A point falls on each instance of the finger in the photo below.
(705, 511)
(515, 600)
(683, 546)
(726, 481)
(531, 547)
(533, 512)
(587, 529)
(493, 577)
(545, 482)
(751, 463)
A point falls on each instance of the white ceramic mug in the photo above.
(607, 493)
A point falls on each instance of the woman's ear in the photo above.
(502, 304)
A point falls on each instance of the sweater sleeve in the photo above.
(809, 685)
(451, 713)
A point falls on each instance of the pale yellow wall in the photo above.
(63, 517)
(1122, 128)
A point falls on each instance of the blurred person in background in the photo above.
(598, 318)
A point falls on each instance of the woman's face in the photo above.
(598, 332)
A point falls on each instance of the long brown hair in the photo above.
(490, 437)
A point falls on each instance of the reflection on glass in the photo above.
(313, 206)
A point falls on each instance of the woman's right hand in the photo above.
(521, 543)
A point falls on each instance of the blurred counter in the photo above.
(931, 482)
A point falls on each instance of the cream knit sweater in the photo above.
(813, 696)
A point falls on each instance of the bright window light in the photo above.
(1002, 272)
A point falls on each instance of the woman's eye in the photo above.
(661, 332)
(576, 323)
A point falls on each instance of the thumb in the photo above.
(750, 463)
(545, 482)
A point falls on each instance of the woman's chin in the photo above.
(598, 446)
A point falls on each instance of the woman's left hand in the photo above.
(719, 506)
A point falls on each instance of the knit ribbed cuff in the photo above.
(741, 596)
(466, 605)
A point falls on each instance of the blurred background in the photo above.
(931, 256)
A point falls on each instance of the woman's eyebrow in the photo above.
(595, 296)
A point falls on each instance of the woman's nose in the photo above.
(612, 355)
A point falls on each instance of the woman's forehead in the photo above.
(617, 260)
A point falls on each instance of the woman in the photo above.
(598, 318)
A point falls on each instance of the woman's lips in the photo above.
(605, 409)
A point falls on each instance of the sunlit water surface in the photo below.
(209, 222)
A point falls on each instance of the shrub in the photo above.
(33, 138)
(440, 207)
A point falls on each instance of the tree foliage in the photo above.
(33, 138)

_Your objective:_
Could you restate the listing above word for word?

_Answer to this exercise:_
A point falls on each instance of the finger in the photo below.
(705, 511)
(515, 600)
(683, 546)
(726, 481)
(531, 547)
(533, 512)
(587, 529)
(493, 577)
(545, 482)
(751, 463)
A point falls on each instance of the white ceramic mug in the photo above.
(607, 493)
A point falls on each instance of the woman's ear in the photo above.
(502, 304)
A point falls on each instance of the sweater sleeve in the photo above.
(809, 685)
(451, 713)
A point falls on each instance of the pale yellow wall in the photo above.
(63, 517)
(1122, 128)
A point falls on each instance of the blurred person in background in the photo above.
(598, 318)
A point falls on each instance of the woman's face in the photo above.
(598, 332)
A point falls on each instance of the long brown hair in the photo above.
(490, 437)
A point falls on each instance of the reflection on glass in the photo above.
(313, 206)
A point falls on each instance of the woman's right hand in the photo above.
(521, 543)
A point falls on each instance of the blurred counter in the photo above.
(931, 482)
A point falls on each instance of the cream knit sweater in the photo above.
(813, 696)
A point falls on each instance of the bright window light in the photo above.
(1002, 272)
A point falls on each instance of the woman's eye in the photo above.
(661, 332)
(576, 323)
A point falls on each instance of the thumb in the photo above.
(750, 463)
(545, 482)
A point falls on each instance of the woman's chin in the photo above.
(598, 446)
A point falls on each instance of the woman's left hand in the photo above.
(719, 506)
A point falls on each instance of the knit ribbed cuff in the photo above.
(741, 596)
(466, 605)
A point falls on each instance of the blurred background in the photo above.
(931, 256)
A point falls on each instance of the woman's eyebrow in the photo above.
(595, 296)
A point falls on each instance of the woman's nose in the photo above.
(612, 355)
A point falls on each instance of the woman's forehead in the photo above.
(617, 260)
A point falls on each instance of the woman in the photo above.
(598, 318)
A point falls on each instance of the woman's lips in the photo above.
(605, 409)
A point falls on each instance of the sunlit water surface in the photo below.
(209, 222)
A point falls on each instance of the shrub in the photo above.
(33, 138)
(440, 207)
A point falls on each instance of the tree foliage in the photo above.
(33, 138)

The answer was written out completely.